Text passage:
Content starts

While Elizabeth Williams was the great-grand-daughter of a family who a hundred years earlier in 1860 had 28 slaves on Clermont, as a young adult she faced times almost as socially tumultuous as her great-grandparents did: a country divided over the Vietnam War, the Civil Rights movement, the sexual revolution and introduction of birth control pills, the Women’s movement, etc. She graduated from George Washington University with a degree in journalism in 1968, the year of the Tet Offensive in the war in Vietnam, student protests around the world, and the assassination of Robert Kennedy. She photographed protests at Berkeley in 1969, became a free-lance journalist for the Washington Post and a reporter for the Philadelphia Daily News in 1970, spending much of the next ten years in Philadelphia as an investigative and features reporter, and as a free-lance editor and PR consultant.
She returned to Clarke County and married in 1979, but the marriage was untenable. Her father died in 1980 and her mother in 1981, when she inherited Clermont. Not successful in following the life script of her ancestors in marriage and children, she went to law school, an alternative previously limited to a long line of men in her family. Her father Edward McCormick Williams had been Clarke County’s longest serving Commonwealth’s Attorney (1936-72), her cousin Province McCormick the second longest (1840-1865, and had his house burned for it in 1864 by Maj. George A. Custer) and another, Marshall McCormick, from 1871-1880, while yet another, Francis McCormick, served as the County’s Presiding Justice from 1856-1860. She graduated from American University with a J.D. in 1981 and returned to Berryville. She became one of the first two women admitted to the County Bar, developed her own successful rural practice with black and white clients, and became the first female judge (substitute J&DR) of the 26th Virginia Circuit Court. She died in office as Commissioner of Accounts and Commissioner in Chancery for Clarke County.
She received accolades from her peers (President of the Clarke Bar 1983-88, Outstanding Woman Attorney of Virginia 1986, Exceptional Pro Bono Service 1993). She was a hunter and gave an annual hunter’s dinner. She loved her farm and its animals, and she wrote a history of it and the four families who had owned it, which as much as her professional accomplishments would have pleased her cousin Rose MacDonald.
Elizabeth Williams was a highly intelligent woman of very forthright views, not “one of the boys” nor “hail fellow well met” but a loyal friend, regarded by some as rather eccentric, always the only-child she was born as. She had acerbic relationships with town and county officials and others regarding anything she thought might result in intrusion on or development of historic Clermont. She faced an early, unpleasant death from cancer bravely and accomplished in its face the permanent protection and adaptation to a new life for public benefit of the landscape and buildings she and her family had loved so long, and which she recognized were for over a 100-year period built and financed by the enslaved labor of African Americans. For her fellow citizens, she opened another door onto American history through what Professor Warren Hofstra has called an “extraordinary ordinary place”.

Content ends

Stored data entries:

Content starts

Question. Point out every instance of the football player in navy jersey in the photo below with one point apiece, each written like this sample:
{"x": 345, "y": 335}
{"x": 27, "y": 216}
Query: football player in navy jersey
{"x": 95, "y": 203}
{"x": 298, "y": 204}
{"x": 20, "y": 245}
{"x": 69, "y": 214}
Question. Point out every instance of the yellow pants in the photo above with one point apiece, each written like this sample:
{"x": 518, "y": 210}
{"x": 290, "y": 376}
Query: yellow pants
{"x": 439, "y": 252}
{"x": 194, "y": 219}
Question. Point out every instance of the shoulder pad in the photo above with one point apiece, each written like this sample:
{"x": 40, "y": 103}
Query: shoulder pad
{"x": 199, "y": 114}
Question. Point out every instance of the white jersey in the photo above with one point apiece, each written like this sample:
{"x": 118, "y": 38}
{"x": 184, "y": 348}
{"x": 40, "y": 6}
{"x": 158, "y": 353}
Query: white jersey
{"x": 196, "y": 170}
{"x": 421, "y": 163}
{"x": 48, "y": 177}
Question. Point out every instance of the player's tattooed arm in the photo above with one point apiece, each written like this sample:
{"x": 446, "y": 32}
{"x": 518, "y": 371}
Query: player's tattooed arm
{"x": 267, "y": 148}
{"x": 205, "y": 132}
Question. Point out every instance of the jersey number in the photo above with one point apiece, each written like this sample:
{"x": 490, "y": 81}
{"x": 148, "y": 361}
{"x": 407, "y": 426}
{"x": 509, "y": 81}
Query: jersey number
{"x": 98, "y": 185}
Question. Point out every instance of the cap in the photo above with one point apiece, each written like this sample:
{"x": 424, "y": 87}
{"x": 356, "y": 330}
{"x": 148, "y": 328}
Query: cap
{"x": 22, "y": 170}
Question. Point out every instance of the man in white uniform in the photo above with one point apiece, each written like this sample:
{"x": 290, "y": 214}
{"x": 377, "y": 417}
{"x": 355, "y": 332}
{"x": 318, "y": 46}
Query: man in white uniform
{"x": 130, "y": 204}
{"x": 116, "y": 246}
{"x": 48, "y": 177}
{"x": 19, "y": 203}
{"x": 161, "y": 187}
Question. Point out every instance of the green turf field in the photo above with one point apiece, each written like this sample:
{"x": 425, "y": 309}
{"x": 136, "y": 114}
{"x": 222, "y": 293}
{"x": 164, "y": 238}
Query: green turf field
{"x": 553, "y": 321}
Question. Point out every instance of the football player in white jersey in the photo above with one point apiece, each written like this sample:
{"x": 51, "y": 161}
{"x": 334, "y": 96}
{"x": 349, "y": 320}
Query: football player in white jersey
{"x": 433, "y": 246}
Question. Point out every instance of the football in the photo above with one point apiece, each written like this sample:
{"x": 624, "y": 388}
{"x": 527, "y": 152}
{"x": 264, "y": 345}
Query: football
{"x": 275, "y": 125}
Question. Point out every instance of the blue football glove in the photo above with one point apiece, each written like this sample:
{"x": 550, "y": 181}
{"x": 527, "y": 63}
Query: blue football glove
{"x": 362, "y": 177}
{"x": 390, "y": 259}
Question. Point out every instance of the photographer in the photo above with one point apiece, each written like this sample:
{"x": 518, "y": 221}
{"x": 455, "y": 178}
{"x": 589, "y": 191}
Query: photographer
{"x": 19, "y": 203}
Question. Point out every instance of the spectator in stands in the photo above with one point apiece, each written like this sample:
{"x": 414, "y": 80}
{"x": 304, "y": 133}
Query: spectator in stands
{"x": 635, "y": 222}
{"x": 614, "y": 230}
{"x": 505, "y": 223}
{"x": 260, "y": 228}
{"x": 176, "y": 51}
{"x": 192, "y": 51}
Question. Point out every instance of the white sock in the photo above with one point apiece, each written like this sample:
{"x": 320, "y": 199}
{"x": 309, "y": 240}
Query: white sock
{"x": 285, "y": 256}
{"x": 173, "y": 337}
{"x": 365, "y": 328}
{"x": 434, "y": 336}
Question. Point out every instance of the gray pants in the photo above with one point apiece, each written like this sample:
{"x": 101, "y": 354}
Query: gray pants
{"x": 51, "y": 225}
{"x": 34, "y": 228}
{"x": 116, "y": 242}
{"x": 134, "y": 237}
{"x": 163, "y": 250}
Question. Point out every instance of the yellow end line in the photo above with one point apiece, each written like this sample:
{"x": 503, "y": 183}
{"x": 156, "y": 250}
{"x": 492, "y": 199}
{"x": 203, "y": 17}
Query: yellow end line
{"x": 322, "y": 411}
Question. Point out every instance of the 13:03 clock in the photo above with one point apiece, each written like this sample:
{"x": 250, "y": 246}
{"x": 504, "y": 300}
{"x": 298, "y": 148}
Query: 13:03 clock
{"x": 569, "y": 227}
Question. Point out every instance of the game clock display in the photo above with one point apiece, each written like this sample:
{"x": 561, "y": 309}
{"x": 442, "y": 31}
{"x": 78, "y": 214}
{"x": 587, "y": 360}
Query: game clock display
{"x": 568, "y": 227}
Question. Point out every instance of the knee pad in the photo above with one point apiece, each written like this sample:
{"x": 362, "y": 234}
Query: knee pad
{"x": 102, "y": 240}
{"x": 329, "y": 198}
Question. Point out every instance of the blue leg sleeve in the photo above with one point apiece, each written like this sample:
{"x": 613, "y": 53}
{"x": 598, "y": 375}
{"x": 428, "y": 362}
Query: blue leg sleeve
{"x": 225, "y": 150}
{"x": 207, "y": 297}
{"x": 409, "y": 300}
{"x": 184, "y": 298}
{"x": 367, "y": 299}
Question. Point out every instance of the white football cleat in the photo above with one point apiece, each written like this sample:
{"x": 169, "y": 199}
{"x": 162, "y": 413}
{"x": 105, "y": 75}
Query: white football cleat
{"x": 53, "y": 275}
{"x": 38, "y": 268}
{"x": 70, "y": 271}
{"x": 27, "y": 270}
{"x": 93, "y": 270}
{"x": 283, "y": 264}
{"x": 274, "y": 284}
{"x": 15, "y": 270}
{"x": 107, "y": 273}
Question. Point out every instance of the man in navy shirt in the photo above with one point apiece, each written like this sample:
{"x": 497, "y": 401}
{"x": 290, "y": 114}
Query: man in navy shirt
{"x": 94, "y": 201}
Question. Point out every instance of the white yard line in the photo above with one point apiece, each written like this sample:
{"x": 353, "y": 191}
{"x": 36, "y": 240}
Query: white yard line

Content ends

Problems to solve:
A. According to the passage about Elizabeth Williams, in what year did she graduate from George Washington University?
B. Please write out everything in the passage about Elizabeth Williams from "While Elizabeth Williams" down to "and PR consultant.", putting "freelance" in place of "free-lance".

Answers to the tasks:
A. 1968

B.
While Elizabeth Williams was the great-grand-daughter of a family who a hundred years earlier in 1860 had 28 slaves on Clermont, as a young adult she faced times almost as socially tumultuous as her great-grandparents did: a country divided over the Vietnam War, the Civil Rights movement, the sexual revolution and introduction of birth control pills, the Women’s movement, etc. She graduated from George Washington University with a degree in journalism in 1968, the year of the Tet Offensive in the war in Vietnam, student protests around the world, and the assassination of Robert Kennedy. She photographed protests at Berkeley in 1969, became a freelance journalist for the Washington Post and a reporter for the Philadelphia Daily News in 1970, spending much of the next ten years in Philadelphia as an investigative and features reporter, and as a freelance editor and PR consultant.